Goal: Identify each line in the data below that contains the string "green", and copy every such line.

Stored dataset items:
....................
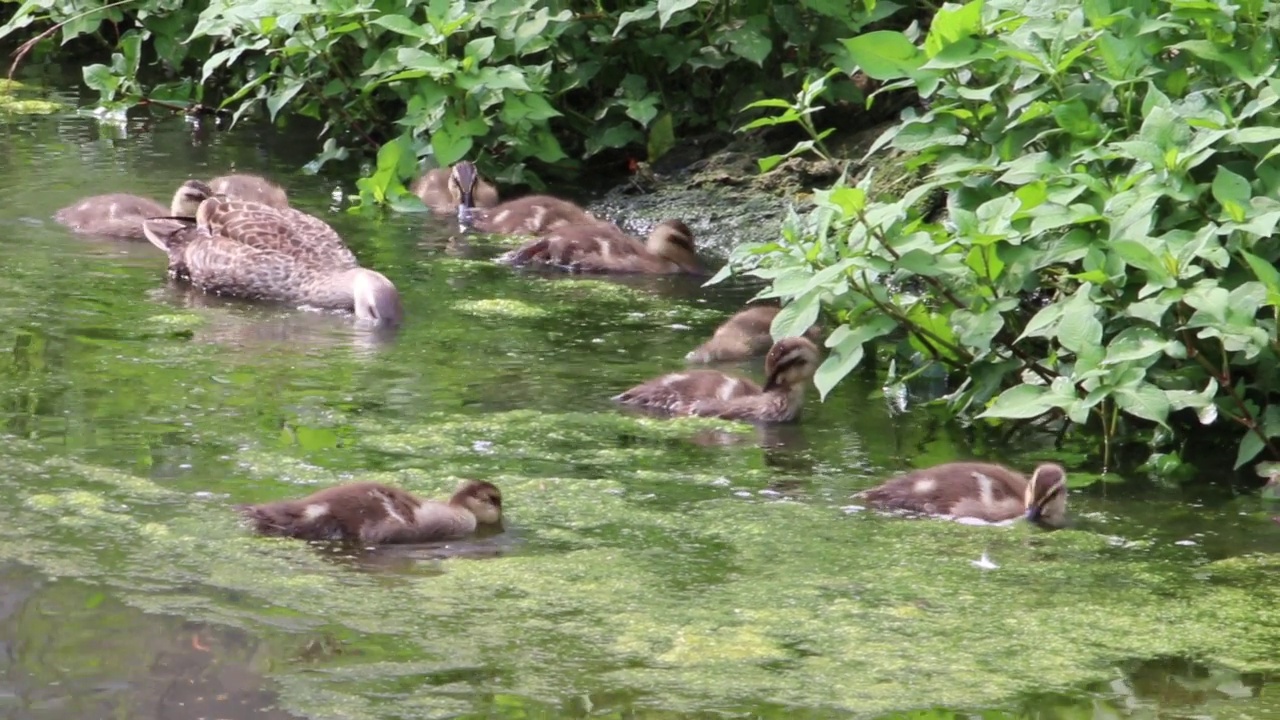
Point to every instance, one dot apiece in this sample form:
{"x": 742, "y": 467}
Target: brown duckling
{"x": 603, "y": 247}
{"x": 978, "y": 490}
{"x": 533, "y": 214}
{"x": 789, "y": 365}
{"x": 743, "y": 336}
{"x": 122, "y": 215}
{"x": 449, "y": 190}
{"x": 375, "y": 514}
{"x": 250, "y": 187}
{"x": 243, "y": 249}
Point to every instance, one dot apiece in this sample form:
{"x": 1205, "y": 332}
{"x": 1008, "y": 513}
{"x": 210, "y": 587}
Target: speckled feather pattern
{"x": 603, "y": 247}
{"x": 533, "y": 214}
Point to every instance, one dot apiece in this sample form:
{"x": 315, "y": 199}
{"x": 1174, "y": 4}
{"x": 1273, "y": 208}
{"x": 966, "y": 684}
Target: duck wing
{"x": 283, "y": 229}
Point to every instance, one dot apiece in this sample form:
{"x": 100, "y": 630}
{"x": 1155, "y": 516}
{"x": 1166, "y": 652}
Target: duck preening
{"x": 254, "y": 251}
{"x": 745, "y": 335}
{"x": 533, "y": 214}
{"x": 122, "y": 215}
{"x": 789, "y": 367}
{"x": 603, "y": 247}
{"x": 978, "y": 490}
{"x": 455, "y": 190}
{"x": 378, "y": 514}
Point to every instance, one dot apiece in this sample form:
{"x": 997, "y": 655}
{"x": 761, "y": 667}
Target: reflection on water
{"x": 650, "y": 569}
{"x": 68, "y": 650}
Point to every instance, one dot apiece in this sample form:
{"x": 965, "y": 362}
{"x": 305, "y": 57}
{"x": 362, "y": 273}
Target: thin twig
{"x": 26, "y": 46}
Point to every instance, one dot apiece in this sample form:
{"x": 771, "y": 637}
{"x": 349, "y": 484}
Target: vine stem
{"x": 26, "y": 46}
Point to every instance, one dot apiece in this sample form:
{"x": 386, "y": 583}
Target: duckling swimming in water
{"x": 248, "y": 250}
{"x": 743, "y": 336}
{"x": 789, "y": 367}
{"x": 978, "y": 490}
{"x": 603, "y": 247}
{"x": 250, "y": 187}
{"x": 378, "y": 514}
{"x": 533, "y": 214}
{"x": 455, "y": 190}
{"x": 122, "y": 215}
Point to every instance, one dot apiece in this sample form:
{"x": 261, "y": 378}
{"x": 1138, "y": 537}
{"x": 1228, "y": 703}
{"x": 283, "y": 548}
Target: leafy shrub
{"x": 1109, "y": 249}
{"x": 526, "y": 80}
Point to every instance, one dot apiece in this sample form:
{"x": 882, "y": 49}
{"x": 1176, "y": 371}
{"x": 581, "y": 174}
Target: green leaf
{"x": 1251, "y": 445}
{"x": 1146, "y": 401}
{"x": 796, "y": 317}
{"x": 1233, "y": 192}
{"x": 885, "y": 54}
{"x": 101, "y": 78}
{"x": 1020, "y": 402}
{"x": 668, "y": 8}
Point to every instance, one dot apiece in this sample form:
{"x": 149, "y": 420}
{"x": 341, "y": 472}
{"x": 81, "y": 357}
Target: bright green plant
{"x": 515, "y": 83}
{"x": 1109, "y": 247}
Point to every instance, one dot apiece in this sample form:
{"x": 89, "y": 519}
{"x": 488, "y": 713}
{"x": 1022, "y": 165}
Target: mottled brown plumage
{"x": 533, "y": 214}
{"x": 373, "y": 513}
{"x": 603, "y": 247}
{"x": 446, "y": 190}
{"x": 250, "y": 250}
{"x": 250, "y": 187}
{"x": 120, "y": 215}
{"x": 743, "y": 336}
{"x": 977, "y": 490}
{"x": 789, "y": 367}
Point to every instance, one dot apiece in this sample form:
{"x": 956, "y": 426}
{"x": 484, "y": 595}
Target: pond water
{"x": 650, "y": 569}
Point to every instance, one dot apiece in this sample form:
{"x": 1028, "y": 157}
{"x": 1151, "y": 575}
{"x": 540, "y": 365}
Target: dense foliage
{"x": 508, "y": 81}
{"x": 1107, "y": 250}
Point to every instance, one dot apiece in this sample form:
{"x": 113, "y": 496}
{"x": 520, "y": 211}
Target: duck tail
{"x": 375, "y": 297}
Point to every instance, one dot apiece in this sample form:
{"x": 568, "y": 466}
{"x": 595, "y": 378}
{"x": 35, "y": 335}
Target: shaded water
{"x": 650, "y": 568}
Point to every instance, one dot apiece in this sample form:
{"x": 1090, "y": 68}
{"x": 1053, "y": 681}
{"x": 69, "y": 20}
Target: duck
{"x": 455, "y": 190}
{"x": 984, "y": 491}
{"x": 122, "y": 215}
{"x": 378, "y": 514}
{"x": 603, "y": 247}
{"x": 745, "y": 335}
{"x": 789, "y": 365}
{"x": 531, "y": 214}
{"x": 250, "y": 187}
{"x": 245, "y": 249}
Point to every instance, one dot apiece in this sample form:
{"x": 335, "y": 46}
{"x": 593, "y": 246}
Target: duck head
{"x": 481, "y": 499}
{"x": 374, "y": 297}
{"x": 188, "y": 197}
{"x": 1046, "y": 496}
{"x": 675, "y": 241}
{"x": 791, "y": 363}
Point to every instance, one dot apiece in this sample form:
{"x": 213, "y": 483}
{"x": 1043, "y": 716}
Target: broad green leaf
{"x": 1233, "y": 192}
{"x": 1251, "y": 445}
{"x": 668, "y": 8}
{"x": 885, "y": 54}
{"x": 1020, "y": 402}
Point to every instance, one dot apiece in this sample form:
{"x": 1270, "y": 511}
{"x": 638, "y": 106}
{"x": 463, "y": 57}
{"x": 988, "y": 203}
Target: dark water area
{"x": 650, "y": 569}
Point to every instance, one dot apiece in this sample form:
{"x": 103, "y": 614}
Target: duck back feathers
{"x": 373, "y": 513}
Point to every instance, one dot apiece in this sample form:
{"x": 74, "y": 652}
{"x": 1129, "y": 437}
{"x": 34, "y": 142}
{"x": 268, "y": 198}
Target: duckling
{"x": 743, "y": 336}
{"x": 978, "y": 490}
{"x": 248, "y": 250}
{"x": 533, "y": 214}
{"x": 122, "y": 215}
{"x": 789, "y": 365}
{"x": 603, "y": 247}
{"x": 376, "y": 514}
{"x": 451, "y": 190}
{"x": 250, "y": 187}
....................
Answer to this problem:
Target: green leaf
Target: bright green plant
Target: broad green leaf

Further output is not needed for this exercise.